Return the lines of the listing below without any change, starting at the line that contains "reef and put a dot on each instance?" and going on through the last line of the listing.

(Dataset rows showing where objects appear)
"""
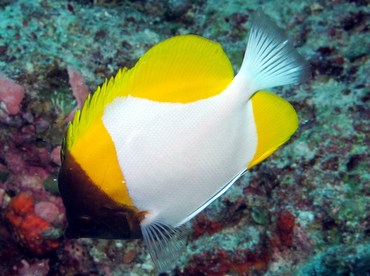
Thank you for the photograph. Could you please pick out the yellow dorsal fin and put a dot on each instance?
(181, 69)
(276, 121)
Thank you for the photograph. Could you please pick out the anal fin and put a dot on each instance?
(164, 242)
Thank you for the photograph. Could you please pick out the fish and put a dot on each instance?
(156, 144)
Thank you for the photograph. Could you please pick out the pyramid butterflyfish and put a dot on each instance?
(159, 142)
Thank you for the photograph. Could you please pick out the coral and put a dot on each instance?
(79, 89)
(11, 94)
(30, 230)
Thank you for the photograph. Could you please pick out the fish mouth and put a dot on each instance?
(90, 212)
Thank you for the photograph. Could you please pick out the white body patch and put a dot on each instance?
(175, 157)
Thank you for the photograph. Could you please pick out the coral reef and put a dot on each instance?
(289, 215)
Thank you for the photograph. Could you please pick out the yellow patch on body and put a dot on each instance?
(95, 152)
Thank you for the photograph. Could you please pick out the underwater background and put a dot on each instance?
(303, 211)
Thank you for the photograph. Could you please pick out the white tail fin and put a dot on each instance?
(270, 59)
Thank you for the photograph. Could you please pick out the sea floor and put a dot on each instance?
(303, 211)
"""
## TASK SOLUTION
Thank you for the photograph. Could you please pick out the coral reef and put a dot on each instance?
(289, 215)
Thank you for the photograph. Could you please pick out the yellow patch on body and put a dot on each instance?
(95, 152)
Thank you for the photograph. Could you please pick out the underwater background and put a dot on each instance?
(303, 211)
Thank you for the photograph. Could you please pick out the white tail fin and put a dot on each instance?
(270, 59)
Thank you for the photograph. Could you please pick out the sea floor and put a dot on each instance?
(303, 211)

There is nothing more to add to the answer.